### [Texto]
----------------
Do contrato entre a empresa de trabalho temporário e a tomadora de serviços, a teor do art. 9º da Lei n. 6.019/74, deve ser consignada a qualificação das partes, o motivo justificador da contratação3, prazo e valor da prestação de serviços, além de disposições sobre segurança e saúde do trabalhador.

O art. 2º da Lei n. 6.019/74 foi modificado, de modo a ampliar as hipóteses de contratação de trabalho temporário. Antes da Lei n. 13.429/17, estava autorizada a contratação para atender a necessidade transitória de substituição de pessoal regular e permanente, ou em razão de acréscimo extraordinário de serviços.

Com a nova lei, manteve-se a primeira possibilidade intocada, e ampliou-se a segunda conjetura. Com efeito, no lugar de acréscimo extraordinário de serviços, o legislador usou a expressão “demanda complementar de serviços”, cuja definição consta do art. 2º, § 2º da Lei n. 6.019/74, como: “oriunda de fatores imprevisíveis ou, quando decorrente de fatores previsíveis, tenha natureza intermitente, periódica ou sazonal”.

Assim, e em apertada síntese, pode ser contratado o trabalho temporário em duas hipóteses. A primeira, que não sofreu qualquer alteração na nova legislação, diz respeito à substituição transitória de pessoal permanente, do que são exemplos: a contratação para substituir empregados somente durante as férias destes; a contratação para substituir temporariamente empregada em licença-mater-nidade; ou a temporária substituição de empregado em decorrência de afastamento previdenciário.

A segunda hipótese, relativa à demanda complementar de serviços, é desdobrada em outras duas: a) a proposição que representa efetiva ampliação do regime diz respeito à contratação decorrente de fatores imprevisíveis, entendidos como tais os gerados por fatos extraordinários (provocados pela natureza ou pela atuação humana) sem que se tenha a capacidade de pressenti-los e de se preparar para que não ocorram, tal como o caso fortuito e a força maior, de que são exemplos fenômenos da natureza (v. g. tempestade, furacões, enchentes) ou fatos humanos (v. g. guerras ou revoluções); b) a outra hipótese diz respeito à contratação decorrente de fatores que, ainda que previsíveis, possuem natureza intermitente, periódica ou sazonal.

No caso, por intermitente entenda-se o trabalho que não é contínuo; por periódico aquele em que a contratação se faz necessária em períodos; e por sazonal aquele que decorre de fatos que ocorrem de acordo com a sazonalidade, de que é exemplo o aumento de demanda em datas festivas.
----------------
### [Tarefa proposta a]
Traduza para o inglês esta frase do texto sobre trabalho temporário: “O art. 2º da Lei n. 6.019/74 foi modificado, de modo a ampliar as hipóteses de contratação de trabalho temporário.”
O texto e as linhas não têm nenhuma relação entre si.
----------------
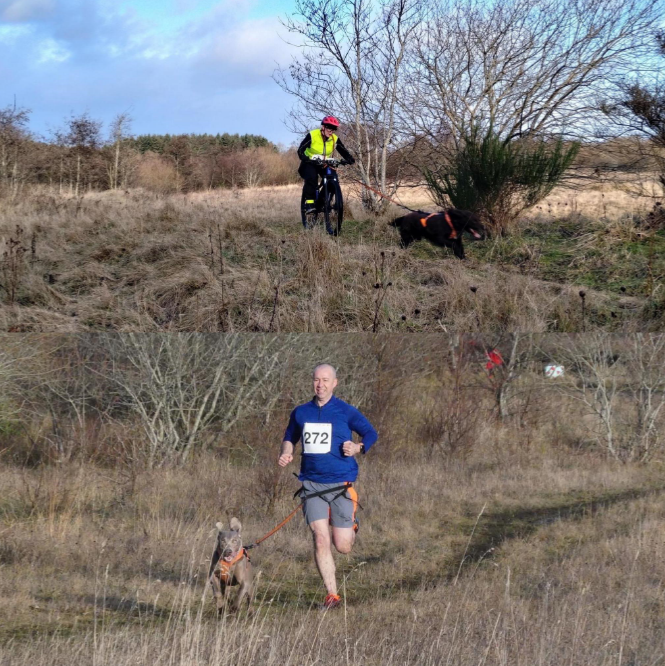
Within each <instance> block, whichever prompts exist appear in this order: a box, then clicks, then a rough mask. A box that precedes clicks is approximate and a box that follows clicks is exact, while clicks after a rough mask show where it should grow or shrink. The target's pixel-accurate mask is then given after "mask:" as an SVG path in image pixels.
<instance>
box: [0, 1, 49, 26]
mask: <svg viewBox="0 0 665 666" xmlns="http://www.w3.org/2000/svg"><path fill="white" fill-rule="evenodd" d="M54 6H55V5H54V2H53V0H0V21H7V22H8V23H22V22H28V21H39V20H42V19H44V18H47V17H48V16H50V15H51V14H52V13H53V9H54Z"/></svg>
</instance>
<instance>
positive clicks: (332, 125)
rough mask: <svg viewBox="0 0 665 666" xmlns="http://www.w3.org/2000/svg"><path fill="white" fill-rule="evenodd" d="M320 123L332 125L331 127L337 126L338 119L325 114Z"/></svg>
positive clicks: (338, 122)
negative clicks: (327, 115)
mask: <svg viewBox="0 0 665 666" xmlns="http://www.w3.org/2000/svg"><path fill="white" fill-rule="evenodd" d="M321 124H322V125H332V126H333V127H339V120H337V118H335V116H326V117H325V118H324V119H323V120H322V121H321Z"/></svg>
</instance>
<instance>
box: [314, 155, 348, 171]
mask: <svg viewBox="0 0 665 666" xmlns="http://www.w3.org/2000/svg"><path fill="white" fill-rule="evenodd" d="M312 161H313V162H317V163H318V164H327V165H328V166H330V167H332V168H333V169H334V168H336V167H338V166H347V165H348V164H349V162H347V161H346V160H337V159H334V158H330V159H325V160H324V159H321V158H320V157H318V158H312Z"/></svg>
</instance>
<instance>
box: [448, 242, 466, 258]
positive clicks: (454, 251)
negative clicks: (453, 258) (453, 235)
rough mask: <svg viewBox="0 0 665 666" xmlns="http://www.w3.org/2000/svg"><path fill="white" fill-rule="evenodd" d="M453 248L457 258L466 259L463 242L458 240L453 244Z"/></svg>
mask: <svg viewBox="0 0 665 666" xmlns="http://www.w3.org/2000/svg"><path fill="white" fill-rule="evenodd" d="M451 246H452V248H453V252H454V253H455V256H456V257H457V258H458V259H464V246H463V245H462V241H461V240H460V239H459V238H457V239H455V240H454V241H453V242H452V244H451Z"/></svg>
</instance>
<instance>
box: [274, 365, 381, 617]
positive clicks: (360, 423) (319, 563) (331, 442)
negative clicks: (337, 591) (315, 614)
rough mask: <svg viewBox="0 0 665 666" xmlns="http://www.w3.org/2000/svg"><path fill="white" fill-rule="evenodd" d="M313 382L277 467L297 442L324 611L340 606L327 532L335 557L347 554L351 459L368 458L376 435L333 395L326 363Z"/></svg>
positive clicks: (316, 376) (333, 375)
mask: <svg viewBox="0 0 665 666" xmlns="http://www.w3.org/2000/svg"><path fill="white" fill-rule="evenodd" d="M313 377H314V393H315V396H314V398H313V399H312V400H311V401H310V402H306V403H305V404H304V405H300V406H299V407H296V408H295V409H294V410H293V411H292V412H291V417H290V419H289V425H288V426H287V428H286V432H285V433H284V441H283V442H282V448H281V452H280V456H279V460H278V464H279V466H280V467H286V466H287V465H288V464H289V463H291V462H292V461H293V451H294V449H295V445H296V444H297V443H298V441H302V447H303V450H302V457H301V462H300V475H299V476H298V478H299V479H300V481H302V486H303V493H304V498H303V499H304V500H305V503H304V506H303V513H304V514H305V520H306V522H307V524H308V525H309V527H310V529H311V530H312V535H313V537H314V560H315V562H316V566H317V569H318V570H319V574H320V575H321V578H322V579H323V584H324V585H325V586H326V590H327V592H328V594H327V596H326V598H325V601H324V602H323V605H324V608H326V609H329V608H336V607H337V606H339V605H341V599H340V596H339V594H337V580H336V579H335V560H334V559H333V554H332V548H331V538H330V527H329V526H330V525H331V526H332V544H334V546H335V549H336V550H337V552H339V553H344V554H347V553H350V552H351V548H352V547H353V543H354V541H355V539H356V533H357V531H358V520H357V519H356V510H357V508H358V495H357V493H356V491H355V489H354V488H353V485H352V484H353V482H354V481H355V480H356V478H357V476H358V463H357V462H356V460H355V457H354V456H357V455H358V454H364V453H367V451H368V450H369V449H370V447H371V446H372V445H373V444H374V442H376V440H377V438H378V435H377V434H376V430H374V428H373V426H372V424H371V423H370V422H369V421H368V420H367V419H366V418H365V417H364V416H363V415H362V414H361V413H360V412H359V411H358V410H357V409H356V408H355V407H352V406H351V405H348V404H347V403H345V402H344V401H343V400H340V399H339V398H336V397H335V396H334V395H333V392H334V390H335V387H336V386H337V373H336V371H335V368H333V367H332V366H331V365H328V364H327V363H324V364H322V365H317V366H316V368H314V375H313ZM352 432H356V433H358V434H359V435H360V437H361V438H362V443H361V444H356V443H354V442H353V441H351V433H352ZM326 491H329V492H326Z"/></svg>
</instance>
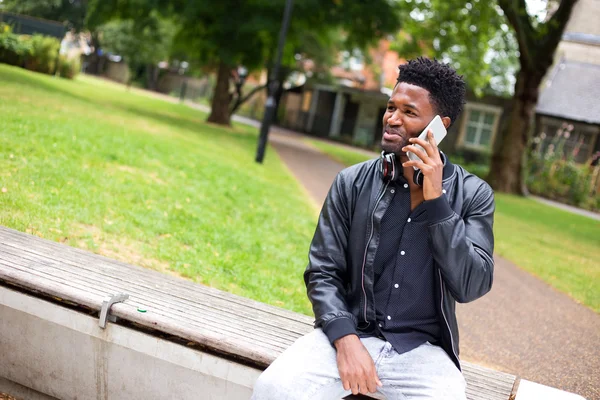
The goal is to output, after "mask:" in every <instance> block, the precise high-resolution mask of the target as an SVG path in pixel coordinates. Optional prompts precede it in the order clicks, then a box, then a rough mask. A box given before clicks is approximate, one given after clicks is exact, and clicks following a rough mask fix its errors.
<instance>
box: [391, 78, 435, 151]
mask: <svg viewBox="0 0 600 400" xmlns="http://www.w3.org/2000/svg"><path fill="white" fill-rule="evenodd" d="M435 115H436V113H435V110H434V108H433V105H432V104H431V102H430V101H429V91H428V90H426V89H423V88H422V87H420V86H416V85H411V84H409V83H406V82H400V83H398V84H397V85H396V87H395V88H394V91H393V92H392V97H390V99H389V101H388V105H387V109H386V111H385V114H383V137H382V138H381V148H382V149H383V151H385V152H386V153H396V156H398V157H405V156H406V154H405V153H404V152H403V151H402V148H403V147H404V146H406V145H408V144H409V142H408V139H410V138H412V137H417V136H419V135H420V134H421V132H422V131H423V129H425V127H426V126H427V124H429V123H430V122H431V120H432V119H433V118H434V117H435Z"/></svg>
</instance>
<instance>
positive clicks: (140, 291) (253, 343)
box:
----------------
### [Tarefa proposta b]
Extraia do conjunto de dados todas as linhas que contêm a palavra "negative", diferenciando maiúsculas de minúsculas.

### [Solução da tarefa a]
Article 2 of Law No. 6,019/74 was amended so as to broaden the cases in which temporary work may be contracted.

### [Solução da tarefa b]
negative clicks: (327, 115)
negative clicks: (453, 258) (453, 235)
negative clicks: (337, 591) (315, 614)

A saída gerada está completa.